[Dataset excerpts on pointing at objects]
*-*-*

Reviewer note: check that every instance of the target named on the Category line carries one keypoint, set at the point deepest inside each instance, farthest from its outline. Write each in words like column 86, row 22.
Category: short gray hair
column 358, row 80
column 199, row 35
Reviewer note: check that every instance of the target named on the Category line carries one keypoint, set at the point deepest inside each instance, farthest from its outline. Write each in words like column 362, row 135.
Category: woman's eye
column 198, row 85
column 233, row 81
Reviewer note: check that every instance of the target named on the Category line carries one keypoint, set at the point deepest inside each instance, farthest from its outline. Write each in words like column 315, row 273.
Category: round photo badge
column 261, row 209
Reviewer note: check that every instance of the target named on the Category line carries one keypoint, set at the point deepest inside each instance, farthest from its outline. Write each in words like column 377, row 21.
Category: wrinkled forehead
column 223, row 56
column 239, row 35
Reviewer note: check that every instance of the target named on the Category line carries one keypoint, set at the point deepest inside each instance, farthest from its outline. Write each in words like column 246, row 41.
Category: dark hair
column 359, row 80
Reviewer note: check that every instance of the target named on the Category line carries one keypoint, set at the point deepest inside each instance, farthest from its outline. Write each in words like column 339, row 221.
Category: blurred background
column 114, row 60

*-*-*

Written problem
Copy all of the items above character for character, with no changes.

Exercise output
Reviewer note: check that every instance of the target named on the Category line carries one keypoint, set at the point deepest inside each instance, farthest from its outline. Write each in words like column 86, row 22.
Category: short gray hair
column 358, row 80
column 199, row 35
Reviewer note: check that every instance of the target named on the Category line carries one keypoint, set at the point deepest inside each instance, farthest from its outline. Write each in words like column 362, row 135.
Category: woman's eye
column 198, row 85
column 233, row 81
Reviewer note: check that every instance of the target named on the Category line carries one keypoint, set at the point deepest inside each instance, farthest from its outline. Write each in words like column 315, row 273.
Category: round photo badge
column 261, row 209
Reviewer note: check that every instance of the target named on the Category line carries one keypoint, set at the point deepest inside each instance, farthest from its outline. Write each in words like column 377, row 21.
Category: wrinkled forehead
column 223, row 56
column 239, row 35
Reviewer note: check that every instance of the target named on the Category line carries one keypoint, set at the point deepest inside each instance, farthest from its outline. Write each in words like column 246, row 41.
Category: dark hair
column 359, row 80
Reviewer note: check that every instance of the target named on the Category line carries one keypoint, set at the point deepest inside each instance, farthest from its outline. Write each in words like column 339, row 221.
Category: blurred background
column 114, row 60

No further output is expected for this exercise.